PROBLEM DETAILS:
Copy out the lines of the material below word for word, starting at the line that contains "Please mark every dog's front" and ending after the line that contains "[[248, 250, 294, 372]]". Leave any pictures out of your copy.
### RECORDS SHOWN ###
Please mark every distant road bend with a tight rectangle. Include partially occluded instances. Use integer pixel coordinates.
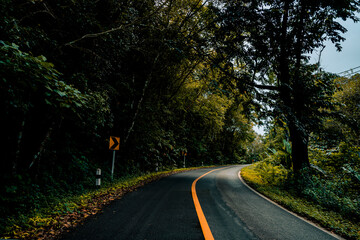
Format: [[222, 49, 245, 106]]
[[62, 165, 338, 240]]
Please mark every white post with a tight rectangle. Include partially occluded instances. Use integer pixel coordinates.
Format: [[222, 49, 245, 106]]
[[111, 150, 115, 180]]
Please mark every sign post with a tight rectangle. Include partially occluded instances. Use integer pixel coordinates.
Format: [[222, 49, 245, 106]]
[[182, 151, 187, 168], [109, 136, 120, 180]]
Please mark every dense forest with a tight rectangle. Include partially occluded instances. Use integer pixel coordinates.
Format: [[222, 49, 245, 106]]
[[0, 0, 360, 238]]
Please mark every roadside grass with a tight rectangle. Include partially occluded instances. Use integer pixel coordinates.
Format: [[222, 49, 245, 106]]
[[241, 164, 360, 240], [0, 167, 208, 240]]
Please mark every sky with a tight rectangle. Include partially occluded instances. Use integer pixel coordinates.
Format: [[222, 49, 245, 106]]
[[311, 15, 360, 73], [253, 14, 360, 134]]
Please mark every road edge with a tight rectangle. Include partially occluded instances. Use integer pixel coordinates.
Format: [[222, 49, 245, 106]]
[[238, 169, 345, 240]]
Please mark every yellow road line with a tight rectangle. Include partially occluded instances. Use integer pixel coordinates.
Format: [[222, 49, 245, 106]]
[[191, 167, 227, 240]]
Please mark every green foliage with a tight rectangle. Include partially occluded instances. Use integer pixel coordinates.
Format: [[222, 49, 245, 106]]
[[241, 165, 360, 239], [254, 161, 288, 186]]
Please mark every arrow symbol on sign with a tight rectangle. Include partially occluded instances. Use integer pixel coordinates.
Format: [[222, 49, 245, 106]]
[[109, 137, 120, 150]]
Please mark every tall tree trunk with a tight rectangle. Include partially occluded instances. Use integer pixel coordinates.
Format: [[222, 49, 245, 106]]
[[289, 124, 310, 172]]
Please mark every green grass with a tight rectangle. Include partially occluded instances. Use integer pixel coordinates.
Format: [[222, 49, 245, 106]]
[[0, 168, 208, 240], [241, 165, 360, 240]]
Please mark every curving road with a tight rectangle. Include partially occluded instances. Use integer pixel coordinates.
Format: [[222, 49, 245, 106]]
[[62, 165, 337, 240]]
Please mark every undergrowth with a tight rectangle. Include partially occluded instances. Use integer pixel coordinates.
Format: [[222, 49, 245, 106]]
[[241, 162, 360, 239], [0, 168, 202, 239]]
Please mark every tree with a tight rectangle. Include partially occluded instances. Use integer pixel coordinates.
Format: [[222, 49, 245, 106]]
[[214, 0, 360, 172]]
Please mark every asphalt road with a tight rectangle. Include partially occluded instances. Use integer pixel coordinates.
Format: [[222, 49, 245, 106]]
[[62, 166, 336, 240]]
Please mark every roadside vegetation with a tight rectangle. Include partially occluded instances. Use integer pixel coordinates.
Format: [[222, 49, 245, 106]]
[[0, 0, 360, 238], [242, 75, 360, 239], [1, 168, 208, 239]]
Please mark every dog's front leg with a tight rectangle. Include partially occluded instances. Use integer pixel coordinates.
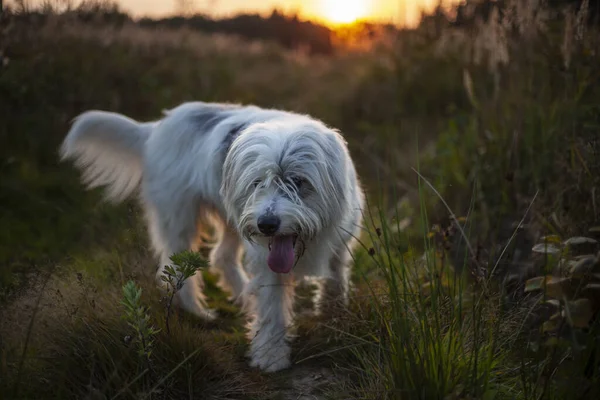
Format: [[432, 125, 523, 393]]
[[248, 250, 294, 372]]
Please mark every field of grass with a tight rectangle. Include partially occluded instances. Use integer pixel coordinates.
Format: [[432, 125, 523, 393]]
[[0, 0, 600, 400]]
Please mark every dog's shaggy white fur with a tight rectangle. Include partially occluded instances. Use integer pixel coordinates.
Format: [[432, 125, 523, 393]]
[[61, 102, 364, 371]]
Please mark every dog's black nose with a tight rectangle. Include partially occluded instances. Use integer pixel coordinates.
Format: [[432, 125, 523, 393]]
[[257, 214, 281, 235]]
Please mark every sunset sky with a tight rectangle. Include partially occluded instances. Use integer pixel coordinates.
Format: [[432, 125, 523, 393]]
[[81, 0, 458, 25]]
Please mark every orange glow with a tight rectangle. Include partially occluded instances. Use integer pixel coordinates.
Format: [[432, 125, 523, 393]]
[[322, 0, 369, 24]]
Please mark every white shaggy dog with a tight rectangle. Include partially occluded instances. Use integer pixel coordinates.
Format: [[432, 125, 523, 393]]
[[61, 102, 364, 372]]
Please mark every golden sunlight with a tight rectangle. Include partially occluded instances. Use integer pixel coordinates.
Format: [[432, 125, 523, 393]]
[[322, 0, 369, 24]]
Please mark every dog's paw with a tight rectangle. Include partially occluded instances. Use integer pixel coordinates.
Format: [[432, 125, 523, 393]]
[[248, 343, 292, 372]]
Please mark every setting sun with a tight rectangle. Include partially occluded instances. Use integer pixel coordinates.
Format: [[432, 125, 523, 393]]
[[323, 0, 369, 24]]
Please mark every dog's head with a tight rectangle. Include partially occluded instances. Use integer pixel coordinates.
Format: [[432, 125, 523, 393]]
[[221, 118, 350, 273]]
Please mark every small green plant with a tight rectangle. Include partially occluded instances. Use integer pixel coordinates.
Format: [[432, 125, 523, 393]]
[[525, 236, 600, 348], [161, 251, 207, 334], [121, 281, 160, 367]]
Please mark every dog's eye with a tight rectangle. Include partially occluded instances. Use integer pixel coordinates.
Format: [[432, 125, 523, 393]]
[[291, 176, 304, 190]]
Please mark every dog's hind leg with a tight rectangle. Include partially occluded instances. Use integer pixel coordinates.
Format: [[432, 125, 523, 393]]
[[147, 199, 215, 320], [210, 224, 248, 304]]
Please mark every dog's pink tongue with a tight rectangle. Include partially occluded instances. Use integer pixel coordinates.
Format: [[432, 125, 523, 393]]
[[267, 235, 294, 274]]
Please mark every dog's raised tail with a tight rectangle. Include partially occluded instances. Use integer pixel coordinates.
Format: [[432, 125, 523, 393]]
[[60, 111, 155, 202]]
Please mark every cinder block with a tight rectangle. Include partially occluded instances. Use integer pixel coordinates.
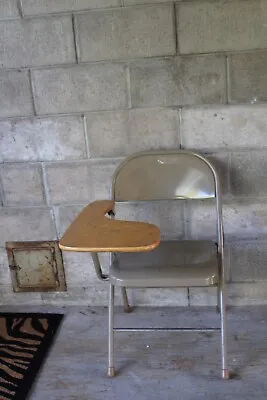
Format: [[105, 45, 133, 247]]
[[130, 55, 226, 107], [176, 55, 226, 105], [116, 200, 184, 240], [63, 251, 109, 288], [86, 108, 179, 157], [180, 105, 267, 150], [230, 150, 267, 198], [41, 282, 108, 306], [0, 207, 56, 247], [0, 71, 33, 117], [177, 0, 267, 54], [0, 0, 19, 20], [76, 4, 176, 61], [45, 162, 92, 204], [0, 16, 76, 68], [223, 199, 267, 239], [186, 200, 267, 240], [206, 153, 229, 196], [230, 240, 267, 282], [23, 0, 121, 16], [130, 58, 179, 107], [32, 64, 127, 114], [185, 200, 217, 240], [90, 160, 122, 200], [1, 164, 45, 206], [0, 285, 42, 306], [0, 116, 86, 161], [227, 281, 267, 306], [229, 51, 267, 104], [54, 202, 88, 237]]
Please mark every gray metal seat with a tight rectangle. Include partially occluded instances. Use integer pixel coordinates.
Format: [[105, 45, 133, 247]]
[[109, 241, 219, 288]]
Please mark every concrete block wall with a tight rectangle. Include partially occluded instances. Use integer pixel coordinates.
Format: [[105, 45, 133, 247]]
[[0, 0, 267, 305]]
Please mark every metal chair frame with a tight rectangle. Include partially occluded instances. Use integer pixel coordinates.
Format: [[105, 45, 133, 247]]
[[91, 150, 230, 379]]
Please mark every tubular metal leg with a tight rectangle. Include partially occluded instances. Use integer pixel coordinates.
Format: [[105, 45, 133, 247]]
[[220, 282, 230, 379], [108, 285, 115, 377], [216, 285, 221, 314], [121, 287, 132, 313]]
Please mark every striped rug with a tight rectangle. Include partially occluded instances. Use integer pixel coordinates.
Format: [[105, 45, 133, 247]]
[[0, 313, 63, 400]]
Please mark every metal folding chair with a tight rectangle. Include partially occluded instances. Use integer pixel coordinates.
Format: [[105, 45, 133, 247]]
[[60, 150, 229, 379]]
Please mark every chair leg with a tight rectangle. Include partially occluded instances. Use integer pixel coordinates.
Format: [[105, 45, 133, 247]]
[[219, 283, 230, 379], [108, 285, 115, 377], [121, 287, 132, 313], [216, 285, 221, 314]]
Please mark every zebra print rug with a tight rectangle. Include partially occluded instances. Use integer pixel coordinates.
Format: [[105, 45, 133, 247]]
[[0, 313, 63, 400]]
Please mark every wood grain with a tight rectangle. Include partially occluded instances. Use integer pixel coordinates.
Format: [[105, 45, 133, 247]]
[[59, 200, 160, 252]]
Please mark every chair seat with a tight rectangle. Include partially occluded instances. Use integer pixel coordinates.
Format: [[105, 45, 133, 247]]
[[109, 241, 218, 288]]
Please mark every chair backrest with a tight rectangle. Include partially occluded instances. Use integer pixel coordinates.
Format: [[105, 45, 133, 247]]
[[112, 150, 220, 202], [112, 150, 224, 250]]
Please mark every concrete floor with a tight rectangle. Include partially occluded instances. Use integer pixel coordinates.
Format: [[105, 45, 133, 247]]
[[2, 307, 267, 400]]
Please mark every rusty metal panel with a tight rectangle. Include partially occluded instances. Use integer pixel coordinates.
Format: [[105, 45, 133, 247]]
[[6, 241, 67, 292]]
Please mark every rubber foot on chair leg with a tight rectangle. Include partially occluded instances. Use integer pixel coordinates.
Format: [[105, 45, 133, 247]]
[[108, 367, 116, 378], [222, 369, 230, 380]]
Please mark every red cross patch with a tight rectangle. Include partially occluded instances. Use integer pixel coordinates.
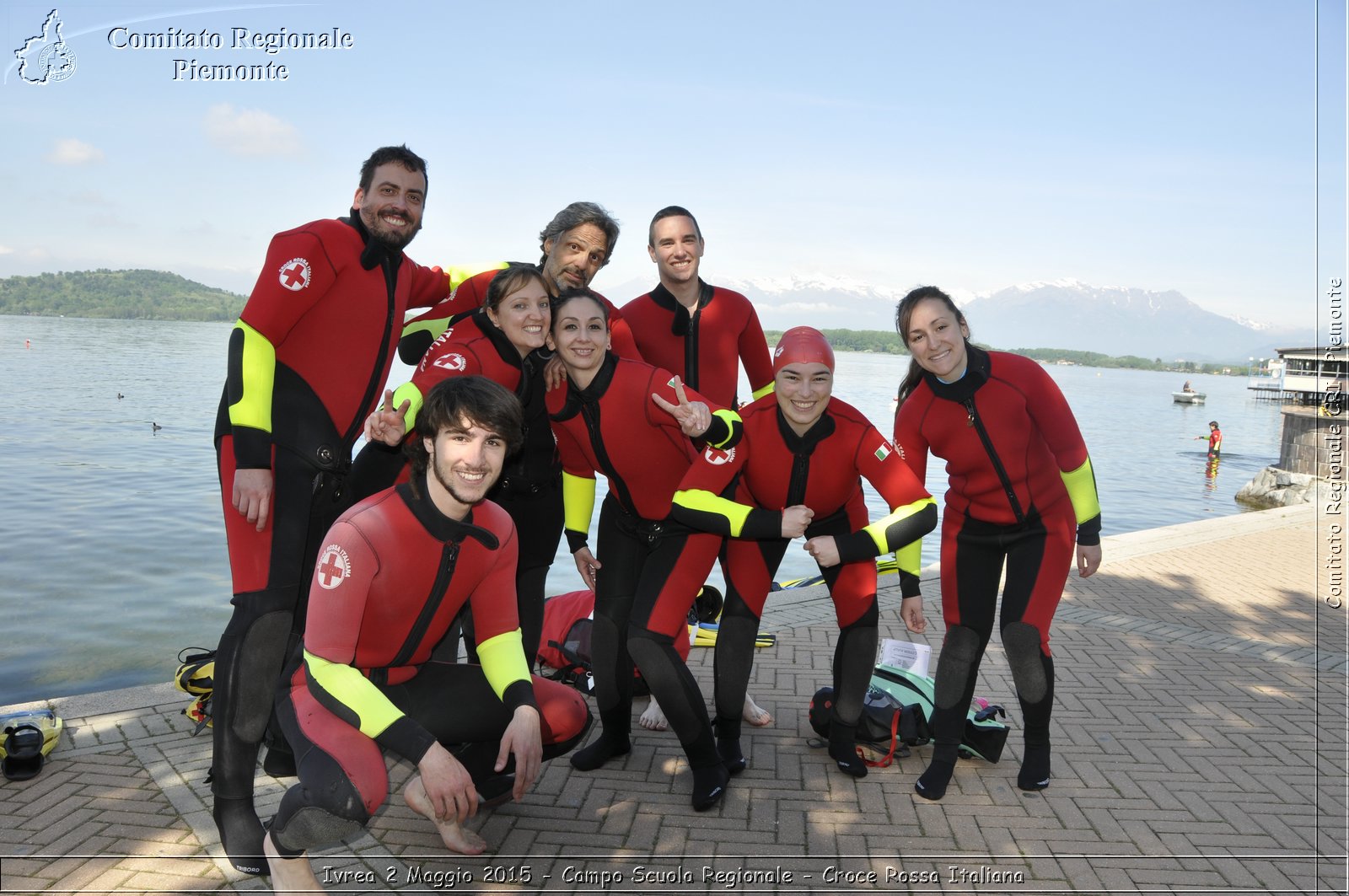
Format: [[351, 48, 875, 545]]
[[277, 258, 309, 292], [703, 445, 735, 467], [314, 544, 351, 591], [430, 352, 468, 370]]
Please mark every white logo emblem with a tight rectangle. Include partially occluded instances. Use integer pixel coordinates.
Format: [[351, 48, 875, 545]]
[[13, 9, 76, 86], [430, 352, 468, 370], [277, 258, 309, 292], [314, 544, 351, 591], [703, 445, 735, 467]]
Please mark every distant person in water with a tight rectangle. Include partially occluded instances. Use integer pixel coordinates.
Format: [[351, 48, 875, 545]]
[[211, 146, 449, 874], [1194, 420, 1223, 458], [895, 286, 1101, 800]]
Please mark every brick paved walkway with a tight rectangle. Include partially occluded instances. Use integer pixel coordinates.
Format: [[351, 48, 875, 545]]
[[0, 507, 1349, 893]]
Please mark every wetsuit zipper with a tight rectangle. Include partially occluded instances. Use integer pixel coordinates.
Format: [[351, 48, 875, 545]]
[[371, 541, 459, 684], [960, 395, 1025, 523], [684, 303, 703, 391], [341, 256, 398, 445], [582, 400, 642, 517], [787, 453, 811, 507]]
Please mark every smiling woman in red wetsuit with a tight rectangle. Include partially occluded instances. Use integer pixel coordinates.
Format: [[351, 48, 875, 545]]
[[548, 289, 739, 810], [895, 286, 1101, 800], [674, 326, 936, 777]]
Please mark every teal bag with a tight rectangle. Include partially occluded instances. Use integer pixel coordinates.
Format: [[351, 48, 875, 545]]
[[872, 665, 1008, 763]]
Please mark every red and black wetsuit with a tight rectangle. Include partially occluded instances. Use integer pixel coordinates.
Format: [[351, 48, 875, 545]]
[[271, 475, 589, 856], [1209, 427, 1223, 458], [548, 353, 739, 770], [895, 343, 1101, 790], [674, 394, 936, 750], [212, 209, 449, 873], [623, 279, 773, 407], [352, 308, 562, 664], [398, 262, 642, 364]]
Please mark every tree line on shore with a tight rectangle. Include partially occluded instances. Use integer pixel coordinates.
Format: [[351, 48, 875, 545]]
[[0, 269, 245, 321], [0, 269, 1246, 373], [764, 330, 1250, 375]]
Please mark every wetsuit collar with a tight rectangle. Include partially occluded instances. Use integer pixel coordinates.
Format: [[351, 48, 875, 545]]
[[394, 474, 501, 550], [470, 308, 522, 367], [337, 208, 403, 271], [777, 407, 834, 455], [652, 276, 712, 336], [922, 341, 992, 400]]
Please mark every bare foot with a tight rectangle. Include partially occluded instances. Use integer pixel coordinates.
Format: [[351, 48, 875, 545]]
[[637, 696, 670, 732], [403, 775, 487, 856], [740, 694, 773, 727], [261, 833, 324, 896]]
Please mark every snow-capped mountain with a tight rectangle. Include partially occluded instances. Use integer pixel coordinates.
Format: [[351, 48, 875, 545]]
[[599, 274, 1315, 363], [962, 279, 1315, 362]]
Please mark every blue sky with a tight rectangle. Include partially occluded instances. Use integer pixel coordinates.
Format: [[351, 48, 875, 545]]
[[0, 0, 1345, 330]]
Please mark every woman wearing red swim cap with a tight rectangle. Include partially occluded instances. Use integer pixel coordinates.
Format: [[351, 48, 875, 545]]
[[673, 326, 936, 777]]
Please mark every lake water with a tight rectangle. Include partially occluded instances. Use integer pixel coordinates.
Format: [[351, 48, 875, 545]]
[[0, 316, 1282, 706]]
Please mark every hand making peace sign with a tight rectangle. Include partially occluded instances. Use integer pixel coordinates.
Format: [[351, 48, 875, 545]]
[[652, 377, 712, 438]]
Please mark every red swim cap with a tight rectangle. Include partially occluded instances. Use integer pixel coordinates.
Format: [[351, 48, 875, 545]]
[[773, 326, 834, 373]]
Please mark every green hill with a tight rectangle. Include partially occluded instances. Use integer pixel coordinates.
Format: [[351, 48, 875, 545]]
[[764, 330, 1250, 377], [0, 269, 245, 319]]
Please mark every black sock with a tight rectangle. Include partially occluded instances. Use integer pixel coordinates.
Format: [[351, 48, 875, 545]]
[[211, 797, 268, 874], [830, 721, 866, 777], [1016, 743, 1050, 791], [572, 732, 632, 772], [261, 743, 295, 777], [913, 756, 955, 800], [717, 737, 749, 775], [693, 763, 731, 813]]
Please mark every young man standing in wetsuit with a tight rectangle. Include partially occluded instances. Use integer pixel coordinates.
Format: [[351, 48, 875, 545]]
[[623, 205, 773, 407], [212, 146, 449, 874], [266, 375, 589, 893], [623, 205, 773, 732]]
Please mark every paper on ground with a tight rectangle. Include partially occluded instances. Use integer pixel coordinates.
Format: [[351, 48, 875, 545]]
[[877, 638, 932, 678]]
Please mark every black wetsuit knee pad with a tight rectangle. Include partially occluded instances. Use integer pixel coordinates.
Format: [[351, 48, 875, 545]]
[[1002, 622, 1048, 703], [933, 625, 983, 708]]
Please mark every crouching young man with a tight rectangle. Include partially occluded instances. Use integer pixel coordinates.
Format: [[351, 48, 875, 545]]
[[265, 377, 591, 893]]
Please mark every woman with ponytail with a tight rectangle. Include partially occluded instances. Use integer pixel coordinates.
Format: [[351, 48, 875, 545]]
[[895, 286, 1101, 800]]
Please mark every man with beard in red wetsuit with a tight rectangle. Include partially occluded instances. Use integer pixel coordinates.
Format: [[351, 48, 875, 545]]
[[266, 377, 589, 893], [398, 202, 642, 364], [212, 146, 449, 874]]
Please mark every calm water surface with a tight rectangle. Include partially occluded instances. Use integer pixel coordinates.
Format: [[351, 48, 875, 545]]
[[0, 316, 1280, 706]]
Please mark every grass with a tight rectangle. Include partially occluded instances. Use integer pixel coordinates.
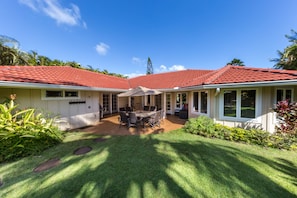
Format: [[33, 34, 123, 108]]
[[0, 131, 297, 198]]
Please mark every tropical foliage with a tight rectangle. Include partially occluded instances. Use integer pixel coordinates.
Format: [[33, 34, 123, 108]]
[[0, 35, 127, 78], [183, 116, 297, 150], [227, 58, 244, 66], [275, 100, 297, 134], [0, 95, 63, 162], [272, 30, 297, 70], [146, 57, 154, 75]]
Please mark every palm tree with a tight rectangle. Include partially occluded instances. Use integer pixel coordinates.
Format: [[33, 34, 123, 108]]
[[227, 58, 244, 66], [0, 35, 28, 65], [271, 30, 297, 70], [146, 57, 154, 75]]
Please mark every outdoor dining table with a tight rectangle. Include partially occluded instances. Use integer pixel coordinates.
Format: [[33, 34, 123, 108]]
[[135, 111, 156, 120]]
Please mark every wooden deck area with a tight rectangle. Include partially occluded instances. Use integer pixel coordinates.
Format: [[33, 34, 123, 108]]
[[79, 115, 186, 135]]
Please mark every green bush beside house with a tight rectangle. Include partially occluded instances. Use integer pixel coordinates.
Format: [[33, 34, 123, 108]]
[[0, 95, 63, 162]]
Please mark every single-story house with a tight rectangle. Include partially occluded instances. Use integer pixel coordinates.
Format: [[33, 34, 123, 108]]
[[0, 65, 297, 132]]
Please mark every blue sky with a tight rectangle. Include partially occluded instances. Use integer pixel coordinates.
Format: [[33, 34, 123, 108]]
[[0, 0, 297, 76]]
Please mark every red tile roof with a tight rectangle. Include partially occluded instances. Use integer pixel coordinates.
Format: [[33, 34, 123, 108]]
[[129, 69, 212, 89], [0, 66, 129, 89], [0, 65, 297, 89], [204, 65, 297, 84]]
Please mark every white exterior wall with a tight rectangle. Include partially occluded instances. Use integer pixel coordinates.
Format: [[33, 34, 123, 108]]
[[0, 88, 99, 130]]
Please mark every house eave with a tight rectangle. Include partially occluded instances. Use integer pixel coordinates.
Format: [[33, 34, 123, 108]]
[[203, 80, 297, 89], [0, 81, 127, 92]]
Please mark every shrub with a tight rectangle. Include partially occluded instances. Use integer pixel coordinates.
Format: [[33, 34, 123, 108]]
[[184, 116, 215, 137], [0, 95, 63, 162], [274, 100, 297, 134]]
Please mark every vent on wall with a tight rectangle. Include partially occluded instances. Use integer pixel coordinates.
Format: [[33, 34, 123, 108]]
[[69, 101, 86, 104]]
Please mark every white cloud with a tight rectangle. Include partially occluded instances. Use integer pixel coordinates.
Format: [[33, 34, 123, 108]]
[[96, 43, 110, 56], [19, 0, 87, 28], [132, 57, 144, 65]]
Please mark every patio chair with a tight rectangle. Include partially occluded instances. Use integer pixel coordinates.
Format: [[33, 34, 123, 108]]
[[150, 106, 157, 111], [143, 106, 150, 111], [119, 111, 129, 127], [128, 112, 141, 128], [147, 111, 161, 128]]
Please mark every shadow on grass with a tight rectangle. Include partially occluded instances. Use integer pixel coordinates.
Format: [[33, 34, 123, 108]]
[[0, 134, 297, 197]]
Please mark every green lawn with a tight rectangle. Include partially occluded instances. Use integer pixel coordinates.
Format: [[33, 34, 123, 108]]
[[0, 131, 297, 198]]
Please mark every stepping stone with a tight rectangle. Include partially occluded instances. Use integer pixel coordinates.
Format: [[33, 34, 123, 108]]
[[73, 146, 92, 155], [33, 158, 61, 173], [93, 138, 106, 142]]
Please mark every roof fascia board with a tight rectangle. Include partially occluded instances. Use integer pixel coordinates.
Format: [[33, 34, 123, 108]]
[[203, 80, 297, 88], [0, 81, 128, 92]]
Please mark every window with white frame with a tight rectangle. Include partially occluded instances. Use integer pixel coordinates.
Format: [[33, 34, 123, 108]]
[[222, 89, 258, 119], [276, 88, 293, 103], [175, 93, 187, 109], [193, 91, 208, 114]]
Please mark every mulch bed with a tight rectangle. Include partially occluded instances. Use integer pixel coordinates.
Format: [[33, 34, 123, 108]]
[[33, 158, 61, 173], [73, 146, 92, 155]]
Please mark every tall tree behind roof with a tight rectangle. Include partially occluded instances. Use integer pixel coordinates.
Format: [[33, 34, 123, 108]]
[[146, 57, 154, 75], [227, 58, 244, 66], [271, 30, 297, 70]]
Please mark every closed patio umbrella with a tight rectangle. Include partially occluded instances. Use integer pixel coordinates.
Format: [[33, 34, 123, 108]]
[[118, 86, 162, 97]]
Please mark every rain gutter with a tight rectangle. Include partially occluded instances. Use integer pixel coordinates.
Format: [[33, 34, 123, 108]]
[[203, 80, 297, 89], [0, 81, 128, 92]]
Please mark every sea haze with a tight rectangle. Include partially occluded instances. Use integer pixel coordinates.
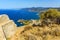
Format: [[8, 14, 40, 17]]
###
OUTPUT OF THE EXERCISE:
Please mark every dog's front leg with a tight rectangle. Include partially occluded instances. Use integer pixel coordinates.
Format: [[432, 125, 523, 393]]
[[248, 250, 294, 372]]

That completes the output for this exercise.